* BEGIN *

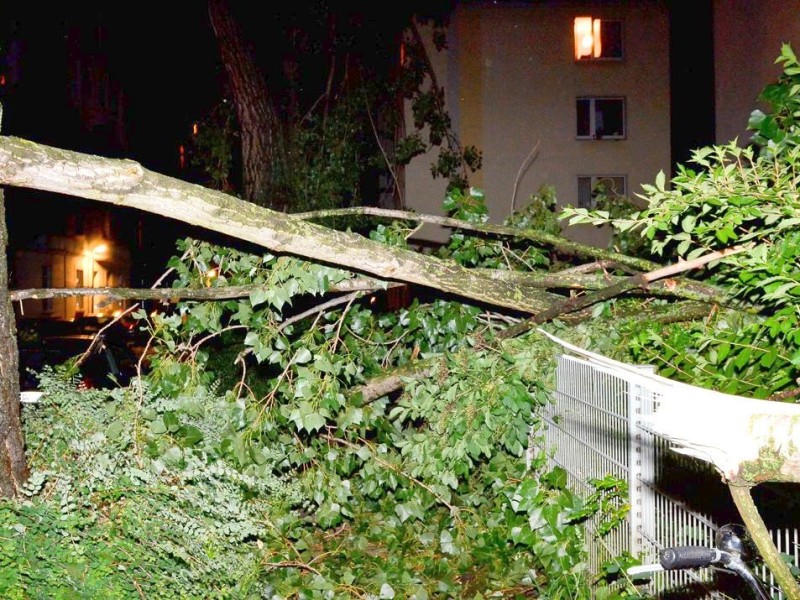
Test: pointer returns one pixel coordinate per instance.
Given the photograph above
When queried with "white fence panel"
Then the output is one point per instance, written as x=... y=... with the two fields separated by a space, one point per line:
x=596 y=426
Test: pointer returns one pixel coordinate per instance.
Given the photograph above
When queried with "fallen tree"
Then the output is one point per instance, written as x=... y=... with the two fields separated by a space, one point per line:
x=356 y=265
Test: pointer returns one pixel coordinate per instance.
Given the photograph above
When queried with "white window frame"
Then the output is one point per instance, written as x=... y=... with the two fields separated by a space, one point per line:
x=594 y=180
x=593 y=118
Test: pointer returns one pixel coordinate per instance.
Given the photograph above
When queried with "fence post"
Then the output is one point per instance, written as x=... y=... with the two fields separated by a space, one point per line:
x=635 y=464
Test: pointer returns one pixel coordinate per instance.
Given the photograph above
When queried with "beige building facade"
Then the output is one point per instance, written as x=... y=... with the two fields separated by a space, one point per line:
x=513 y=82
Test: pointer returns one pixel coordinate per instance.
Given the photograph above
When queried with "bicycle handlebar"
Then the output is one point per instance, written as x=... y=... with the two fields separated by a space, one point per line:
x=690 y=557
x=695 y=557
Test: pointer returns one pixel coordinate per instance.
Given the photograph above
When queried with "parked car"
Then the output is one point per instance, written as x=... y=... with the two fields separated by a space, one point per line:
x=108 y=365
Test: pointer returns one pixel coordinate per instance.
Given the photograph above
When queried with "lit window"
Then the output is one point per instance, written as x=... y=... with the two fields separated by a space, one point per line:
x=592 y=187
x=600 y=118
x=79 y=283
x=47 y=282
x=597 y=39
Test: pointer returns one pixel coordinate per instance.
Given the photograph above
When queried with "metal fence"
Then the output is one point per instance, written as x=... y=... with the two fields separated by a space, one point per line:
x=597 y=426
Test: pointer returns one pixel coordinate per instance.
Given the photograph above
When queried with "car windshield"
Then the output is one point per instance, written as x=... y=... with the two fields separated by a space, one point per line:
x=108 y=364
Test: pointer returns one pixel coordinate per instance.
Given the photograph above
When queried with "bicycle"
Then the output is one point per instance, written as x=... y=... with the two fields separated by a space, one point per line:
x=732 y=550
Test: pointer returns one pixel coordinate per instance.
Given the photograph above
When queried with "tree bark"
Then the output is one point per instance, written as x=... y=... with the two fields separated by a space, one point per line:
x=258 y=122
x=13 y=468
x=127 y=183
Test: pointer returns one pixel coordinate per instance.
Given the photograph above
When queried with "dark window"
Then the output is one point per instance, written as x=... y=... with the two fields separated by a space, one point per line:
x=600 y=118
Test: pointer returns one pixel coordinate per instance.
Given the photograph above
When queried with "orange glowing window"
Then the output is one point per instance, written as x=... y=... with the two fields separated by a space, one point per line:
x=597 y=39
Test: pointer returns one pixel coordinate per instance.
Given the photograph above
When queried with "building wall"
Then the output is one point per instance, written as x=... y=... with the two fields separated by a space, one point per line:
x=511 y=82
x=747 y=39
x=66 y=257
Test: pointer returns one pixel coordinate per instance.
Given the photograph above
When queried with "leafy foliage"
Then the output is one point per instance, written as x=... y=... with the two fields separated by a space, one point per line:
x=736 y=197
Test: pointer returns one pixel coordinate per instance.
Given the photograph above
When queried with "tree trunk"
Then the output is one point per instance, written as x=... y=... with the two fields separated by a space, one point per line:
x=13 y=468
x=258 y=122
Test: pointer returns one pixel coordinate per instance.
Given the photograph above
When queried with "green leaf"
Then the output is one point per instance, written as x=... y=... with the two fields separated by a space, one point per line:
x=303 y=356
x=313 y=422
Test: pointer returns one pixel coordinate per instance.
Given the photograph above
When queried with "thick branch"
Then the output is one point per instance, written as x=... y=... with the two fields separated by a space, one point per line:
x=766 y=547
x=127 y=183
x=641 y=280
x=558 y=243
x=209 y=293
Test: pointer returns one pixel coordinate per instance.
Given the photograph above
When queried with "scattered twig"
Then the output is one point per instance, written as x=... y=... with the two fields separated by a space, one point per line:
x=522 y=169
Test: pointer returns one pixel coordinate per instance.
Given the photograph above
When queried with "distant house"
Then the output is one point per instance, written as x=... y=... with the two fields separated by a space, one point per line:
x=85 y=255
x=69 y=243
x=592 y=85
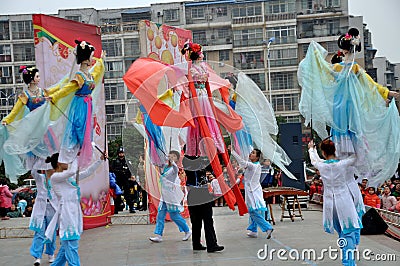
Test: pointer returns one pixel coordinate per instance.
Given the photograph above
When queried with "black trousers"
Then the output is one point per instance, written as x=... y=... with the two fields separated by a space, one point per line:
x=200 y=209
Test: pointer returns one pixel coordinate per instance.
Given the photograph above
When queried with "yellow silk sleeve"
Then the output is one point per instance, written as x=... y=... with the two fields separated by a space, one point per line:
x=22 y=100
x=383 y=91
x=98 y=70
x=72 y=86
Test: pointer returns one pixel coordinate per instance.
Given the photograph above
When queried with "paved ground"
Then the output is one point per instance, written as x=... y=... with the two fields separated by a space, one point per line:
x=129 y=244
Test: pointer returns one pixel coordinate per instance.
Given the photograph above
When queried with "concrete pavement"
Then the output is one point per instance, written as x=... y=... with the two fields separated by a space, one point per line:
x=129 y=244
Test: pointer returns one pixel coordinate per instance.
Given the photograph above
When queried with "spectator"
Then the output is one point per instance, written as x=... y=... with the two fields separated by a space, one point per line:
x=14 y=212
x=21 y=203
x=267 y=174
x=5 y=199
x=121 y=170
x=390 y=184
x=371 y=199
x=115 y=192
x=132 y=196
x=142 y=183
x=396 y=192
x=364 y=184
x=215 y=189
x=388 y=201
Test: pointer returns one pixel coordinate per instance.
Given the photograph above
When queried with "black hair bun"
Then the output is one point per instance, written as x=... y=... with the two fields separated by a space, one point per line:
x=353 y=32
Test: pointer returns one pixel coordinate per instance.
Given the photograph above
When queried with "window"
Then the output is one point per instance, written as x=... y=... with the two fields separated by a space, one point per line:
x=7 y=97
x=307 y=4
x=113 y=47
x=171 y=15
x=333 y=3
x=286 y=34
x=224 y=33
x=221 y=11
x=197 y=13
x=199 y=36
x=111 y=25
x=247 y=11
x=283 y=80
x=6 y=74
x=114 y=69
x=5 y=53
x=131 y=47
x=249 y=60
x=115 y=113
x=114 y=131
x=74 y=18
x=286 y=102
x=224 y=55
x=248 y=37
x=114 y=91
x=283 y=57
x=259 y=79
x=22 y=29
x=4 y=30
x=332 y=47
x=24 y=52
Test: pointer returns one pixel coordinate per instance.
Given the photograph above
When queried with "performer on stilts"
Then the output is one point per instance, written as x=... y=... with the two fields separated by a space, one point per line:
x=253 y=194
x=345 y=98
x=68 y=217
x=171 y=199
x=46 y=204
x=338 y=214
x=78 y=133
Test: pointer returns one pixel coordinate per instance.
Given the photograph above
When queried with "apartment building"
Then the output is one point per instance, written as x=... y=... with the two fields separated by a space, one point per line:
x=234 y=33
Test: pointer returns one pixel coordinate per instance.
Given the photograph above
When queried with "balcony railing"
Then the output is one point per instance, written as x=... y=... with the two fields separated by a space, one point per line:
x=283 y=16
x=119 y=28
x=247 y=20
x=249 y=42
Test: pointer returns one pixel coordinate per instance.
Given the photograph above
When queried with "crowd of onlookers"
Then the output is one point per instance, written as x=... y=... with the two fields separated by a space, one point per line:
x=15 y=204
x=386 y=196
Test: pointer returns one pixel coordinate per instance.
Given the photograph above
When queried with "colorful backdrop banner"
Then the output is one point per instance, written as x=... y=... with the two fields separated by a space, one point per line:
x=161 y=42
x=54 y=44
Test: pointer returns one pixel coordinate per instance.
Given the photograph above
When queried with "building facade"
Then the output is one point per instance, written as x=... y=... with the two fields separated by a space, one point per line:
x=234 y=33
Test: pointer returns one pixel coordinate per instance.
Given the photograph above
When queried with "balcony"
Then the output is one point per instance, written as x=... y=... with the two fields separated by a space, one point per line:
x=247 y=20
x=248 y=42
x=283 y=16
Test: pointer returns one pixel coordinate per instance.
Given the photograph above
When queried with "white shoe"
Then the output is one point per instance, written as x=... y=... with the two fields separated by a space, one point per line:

* END *

▶ _Given request_:
Pull out every line of the records above that contains the word "building".

▶ _The completed task_:
When queried with "beige building facade"
When queried with "building wall"
When queried with "apartment building"
When queried with "building facade"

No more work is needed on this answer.